## START Source material

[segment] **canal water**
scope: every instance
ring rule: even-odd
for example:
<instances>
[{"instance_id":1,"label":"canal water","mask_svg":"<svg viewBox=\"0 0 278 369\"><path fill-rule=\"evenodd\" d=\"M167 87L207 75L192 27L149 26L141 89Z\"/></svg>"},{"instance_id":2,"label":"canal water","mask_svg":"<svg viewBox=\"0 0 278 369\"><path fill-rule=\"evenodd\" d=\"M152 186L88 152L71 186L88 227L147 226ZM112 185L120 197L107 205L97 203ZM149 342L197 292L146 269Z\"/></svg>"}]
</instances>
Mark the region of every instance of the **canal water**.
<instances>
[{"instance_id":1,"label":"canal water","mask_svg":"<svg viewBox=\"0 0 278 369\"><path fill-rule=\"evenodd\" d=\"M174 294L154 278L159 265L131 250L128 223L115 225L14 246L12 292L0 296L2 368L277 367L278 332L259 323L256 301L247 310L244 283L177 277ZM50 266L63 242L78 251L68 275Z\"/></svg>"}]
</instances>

## END Source material

[Goal of the exercise]
Output every row above as a two-column CSV with the headers input and output, one line per row. Put the row's text under input and its answer under output, each in a single quoted field with line breaks replaced by spaces.

[Reply]
input,output
"[segment] **canal water** scope: every instance ring rule: even-odd for example: <instances> [{""instance_id"":1,""label"":""canal water"",""mask_svg"":""<svg viewBox=\""0 0 278 369\""><path fill-rule=\""evenodd\"" d=\""M167 87L207 75L192 27L149 26L141 89Z\""/></svg>""},{""instance_id"":2,""label"":""canal water"",""mask_svg"":""<svg viewBox=\""0 0 278 369\""><path fill-rule=\""evenodd\"" d=\""M152 186L88 152L71 186L88 227L147 226ZM112 185L120 197L107 205L97 203ZM149 342L197 292L146 269Z\""/></svg>""}] </instances> Mark the region of every instance of the **canal water**.","<instances> [{""instance_id"":1,""label"":""canal water"",""mask_svg"":""<svg viewBox=\""0 0 278 369\""><path fill-rule=\""evenodd\"" d=\""M174 294L154 278L159 265L131 250L128 223L115 225L14 246L12 292L0 296L2 368L277 367L278 332L259 323L256 301L247 310L244 283L177 277ZM50 266L63 242L78 251L68 275Z\""/></svg>""}] </instances>"